Records from a collection:
━━━━━━━━━━━━━━━━

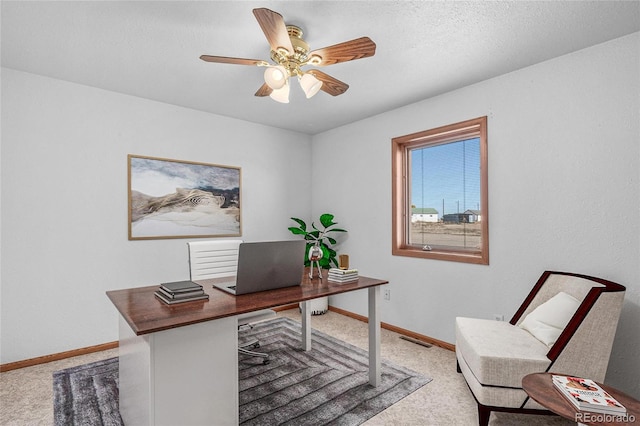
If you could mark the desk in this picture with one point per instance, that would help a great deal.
(540, 387)
(179, 363)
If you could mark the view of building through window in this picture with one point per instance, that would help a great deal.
(445, 195)
(439, 191)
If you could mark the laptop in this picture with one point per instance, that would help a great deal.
(266, 266)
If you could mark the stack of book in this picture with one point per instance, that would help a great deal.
(180, 291)
(342, 275)
(586, 395)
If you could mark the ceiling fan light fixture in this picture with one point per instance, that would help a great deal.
(276, 77)
(310, 85)
(281, 95)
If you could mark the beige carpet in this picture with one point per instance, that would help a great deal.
(26, 395)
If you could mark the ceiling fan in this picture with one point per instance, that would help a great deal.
(290, 53)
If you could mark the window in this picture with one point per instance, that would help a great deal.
(439, 190)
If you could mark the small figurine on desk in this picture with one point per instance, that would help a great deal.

━━━━━━━━━━━━━━━━

- [Exercise] Render all of the data above as a Markdown table with the columns "Row" and "Line," numbering each row and placing one line of the data in each. Leave out blank lines and the pictures.

- [Answer to this task]
| Row | Line |
|---|---|
| 1 | If you could mark the desk in this picture with one point per instance, that would help a great deal. |
| 2 | (540, 387) |
| 3 | (179, 363) |
| 4 | If you could mark the view of building through window in this picture with one point per instance, that would help a great deal. |
| 5 | (445, 195) |
| 6 | (439, 191) |
| 7 | If you could mark the laptop in this picture with one point per instance, that would help a great deal. |
| 8 | (266, 266) |
| 9 | If you could mark the stack of book in this picture with one point per instance, that would help a great deal. |
| 10 | (180, 291) |
| 11 | (342, 275) |
| 12 | (586, 395) |
| 13 | If you could mark the ceiling fan light fixture in this picture with one point per instance, that would help a great deal. |
| 14 | (276, 77) |
| 15 | (310, 85) |
| 16 | (281, 95) |
| 17 | If you could mark the beige carpet in this picture with one point per instance, that would help a great deal. |
| 18 | (26, 395) |
| 19 | If you could mark the ceiling fan in this picture with one point per instance, that would help a great deal. |
| 20 | (290, 53) |
| 21 | If you could mark the window in this picture with one point per instance, that would help a great deal. |
| 22 | (439, 190) |
| 23 | If you could mark the small figurine on desk in this picture with one point per instance, that would help a great deal. |